◆ Goals ◆
1 – List every individual person named in the residency appeal decision below.
2 – In the residency appeal decision below, rewrite the paragraph beginning "Petitioner, her husband, children and parents lived together" as a short bulleted list that keeps its main facts.

Appeal of TANIA SMITH, on behalf of her daughters, JAMIA and TAYLA, from action of the Board of Education of the Uniondale Union Free School District regarding residency.

 

 

(August 23, 2004)

 

Ingerman Smith, L.L.P., attorneys for respondent, Lawrence W. Reich, Esq., of counsel

 

MILLS, Commissioner.--Petitioner appeals the determination of the Board of Education of the Uniondale Union Free School District ("respondent") that her daughters, Jamia and Tayla, are not district residents.  The appeal must be sustained.

Petitioner, her husband, children and parents lived together on Leslie Lane, within respondent"s district.  In 2003, petitioner and her husband separated, and he moved to Orchard Street in Hempstead, outside the district.  In March 2004, respondent began to suspect the children did not reside in the district when Tayla told a teacher that she lived on Orchard Street in Hempstead.  Based on this information, respondent began a residency investigation.

Respondent"s investigation revealed that petitioner and her husband both have mail delivered to the Orchard Street address.  Respondent"s investigator conducted surveillance on four occasions during a two-week period between March 30 and April 13, 2004. Another surveillance was conducted on June 25, 2004, after the commencement of this appeal.

◆ Given material ◆

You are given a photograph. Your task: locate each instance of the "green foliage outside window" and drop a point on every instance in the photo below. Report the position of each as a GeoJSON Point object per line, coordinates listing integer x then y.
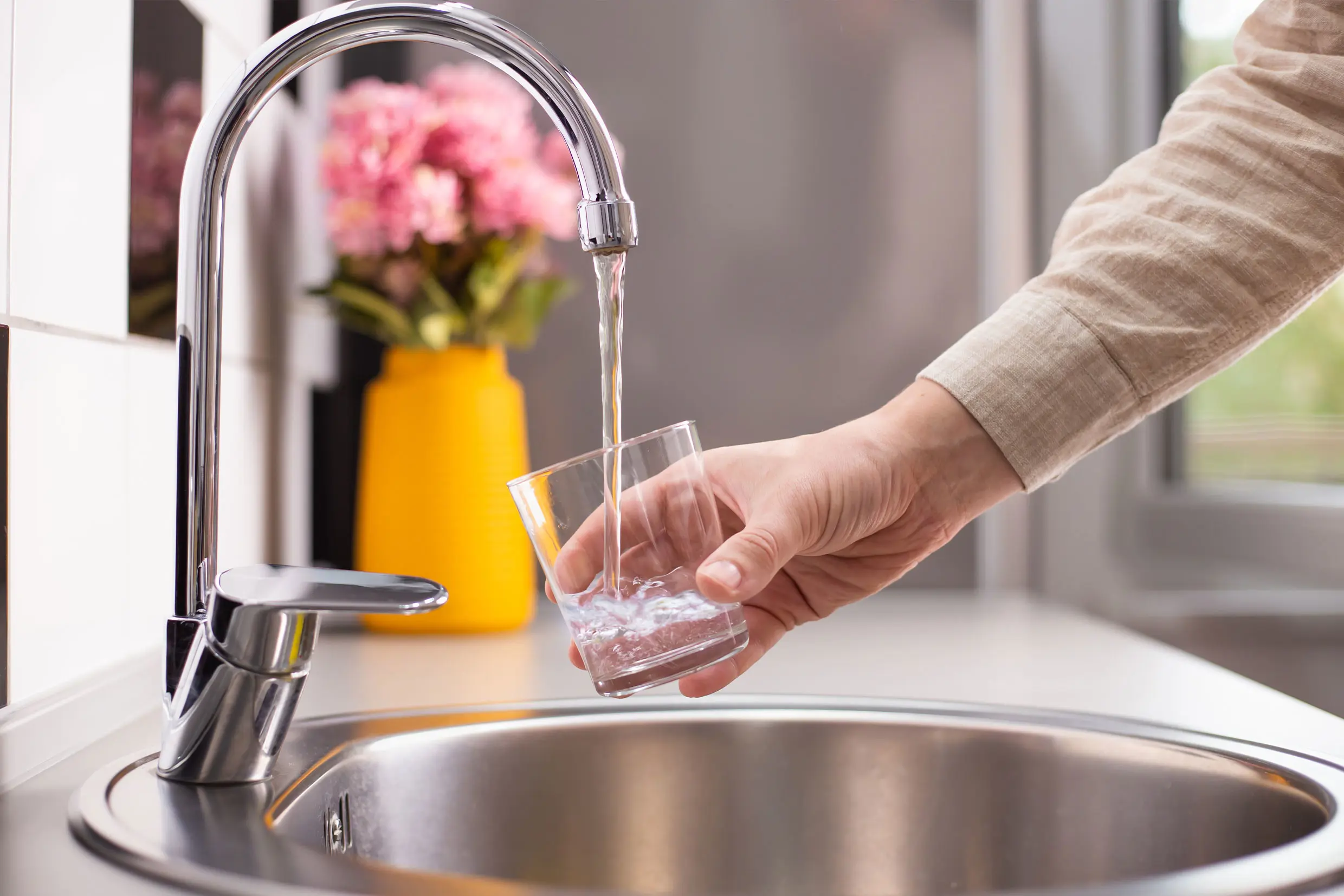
{"type": "Point", "coordinates": [1278, 413]}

◆ Answer list ◆
1 –
- Tania Smith
- Jamia
- Tayla
- Lawrence W. Reich
- Mills

2 –
- Petitioner, her husband, children and parents lived together on Leslie Lane, within respondent's district.
- In 2003, petitioner and her husband separated, and he moved to Orchard Street in Hempstead, outside the district.
- In March 2004, Tayla told a teacher she lived on Orchard Street in Hempstead, which led respondent to suspect the children did not reside in the district.
- Based on this information, respondent began a residency investigation.